Exercise brief = Count the lines in the rows below that contain the word "rose", and reply with that number alone.

Records for this task =
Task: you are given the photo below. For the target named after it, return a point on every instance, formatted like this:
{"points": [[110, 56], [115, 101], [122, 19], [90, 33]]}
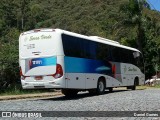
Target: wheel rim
{"points": [[101, 86]]}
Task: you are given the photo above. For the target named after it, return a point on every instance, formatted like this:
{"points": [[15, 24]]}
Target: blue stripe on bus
{"points": [[83, 65], [36, 62]]}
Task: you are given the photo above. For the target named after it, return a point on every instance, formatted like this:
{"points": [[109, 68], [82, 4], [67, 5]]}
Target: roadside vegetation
{"points": [[130, 22]]}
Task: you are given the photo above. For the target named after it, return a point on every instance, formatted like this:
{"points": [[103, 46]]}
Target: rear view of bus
{"points": [[41, 59]]}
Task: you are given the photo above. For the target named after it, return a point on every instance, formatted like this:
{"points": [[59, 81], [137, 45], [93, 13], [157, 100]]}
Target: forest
{"points": [[130, 22]]}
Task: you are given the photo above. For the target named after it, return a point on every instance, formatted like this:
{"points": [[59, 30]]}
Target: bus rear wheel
{"points": [[69, 92], [100, 87], [136, 82]]}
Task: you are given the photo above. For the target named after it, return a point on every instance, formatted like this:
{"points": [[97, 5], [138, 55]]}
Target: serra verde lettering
{"points": [[42, 37]]}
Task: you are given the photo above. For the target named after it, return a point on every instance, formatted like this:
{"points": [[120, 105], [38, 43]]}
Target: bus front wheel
{"points": [[100, 87]]}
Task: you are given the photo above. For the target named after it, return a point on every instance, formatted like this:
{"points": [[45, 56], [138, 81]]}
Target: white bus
{"points": [[55, 58]]}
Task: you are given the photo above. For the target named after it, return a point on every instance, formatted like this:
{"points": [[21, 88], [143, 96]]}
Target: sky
{"points": [[155, 4]]}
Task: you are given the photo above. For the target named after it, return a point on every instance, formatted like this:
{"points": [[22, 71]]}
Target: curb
{"points": [[24, 96]]}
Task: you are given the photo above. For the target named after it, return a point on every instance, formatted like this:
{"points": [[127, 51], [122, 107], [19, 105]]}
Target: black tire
{"points": [[69, 92], [110, 89], [92, 91], [135, 84], [100, 87]]}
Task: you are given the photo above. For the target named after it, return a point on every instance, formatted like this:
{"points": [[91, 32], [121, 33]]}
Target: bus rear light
{"points": [[59, 72]]}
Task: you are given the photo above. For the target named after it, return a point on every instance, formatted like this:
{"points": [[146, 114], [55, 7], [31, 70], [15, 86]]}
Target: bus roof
{"points": [[98, 39], [92, 38]]}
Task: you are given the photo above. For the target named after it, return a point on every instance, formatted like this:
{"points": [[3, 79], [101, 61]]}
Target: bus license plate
{"points": [[38, 78]]}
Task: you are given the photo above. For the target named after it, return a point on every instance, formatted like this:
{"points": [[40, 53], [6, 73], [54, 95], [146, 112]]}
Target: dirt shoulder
{"points": [[24, 96]]}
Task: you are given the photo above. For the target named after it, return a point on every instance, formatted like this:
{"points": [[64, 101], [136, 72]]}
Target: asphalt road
{"points": [[119, 100]]}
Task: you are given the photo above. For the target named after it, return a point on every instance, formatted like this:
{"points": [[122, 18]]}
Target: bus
{"points": [[59, 59]]}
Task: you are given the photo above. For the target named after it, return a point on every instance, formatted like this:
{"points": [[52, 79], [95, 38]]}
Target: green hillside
{"points": [[130, 22]]}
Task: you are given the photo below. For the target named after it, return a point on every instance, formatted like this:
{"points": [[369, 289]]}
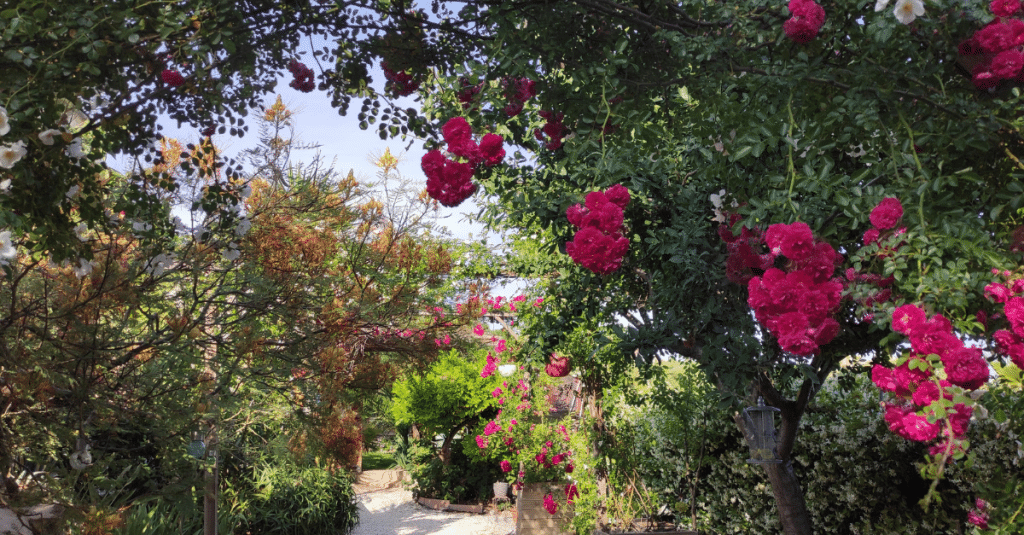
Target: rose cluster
{"points": [[302, 77], [599, 244], [884, 218], [994, 51], [399, 83], [1010, 341], [979, 515], [922, 396], [448, 179], [745, 251], [553, 131], [807, 18], [797, 304], [557, 366]]}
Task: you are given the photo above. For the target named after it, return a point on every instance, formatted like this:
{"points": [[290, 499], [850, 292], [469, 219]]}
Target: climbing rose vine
{"points": [[930, 384], [807, 18], [599, 244], [796, 302], [449, 179]]}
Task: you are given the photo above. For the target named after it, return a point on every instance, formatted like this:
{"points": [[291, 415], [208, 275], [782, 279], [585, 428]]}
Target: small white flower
{"points": [[47, 135], [75, 149], [84, 268], [4, 125], [10, 154], [7, 250], [907, 10], [231, 252]]}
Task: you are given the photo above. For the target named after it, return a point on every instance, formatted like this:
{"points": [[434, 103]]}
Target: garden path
{"points": [[392, 511]]}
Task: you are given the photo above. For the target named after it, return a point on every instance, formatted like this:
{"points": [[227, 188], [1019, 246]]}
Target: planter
{"points": [[532, 519]]}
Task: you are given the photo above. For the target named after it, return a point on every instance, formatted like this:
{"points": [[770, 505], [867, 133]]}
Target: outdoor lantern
{"points": [[197, 448], [760, 423]]}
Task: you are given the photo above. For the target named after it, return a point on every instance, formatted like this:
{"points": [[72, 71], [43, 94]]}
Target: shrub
{"points": [[293, 499]]}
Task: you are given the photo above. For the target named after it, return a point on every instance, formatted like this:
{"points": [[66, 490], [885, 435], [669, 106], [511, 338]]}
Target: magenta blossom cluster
{"points": [[553, 131], [747, 257], [557, 366], [449, 180], [491, 367], [979, 515], [884, 217], [995, 50], [1010, 341], [550, 505], [172, 78], [807, 18], [399, 83], [797, 305], [599, 244], [914, 413], [518, 90]]}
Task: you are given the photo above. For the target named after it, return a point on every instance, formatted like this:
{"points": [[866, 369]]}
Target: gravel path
{"points": [[394, 512]]}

Exercise result = 2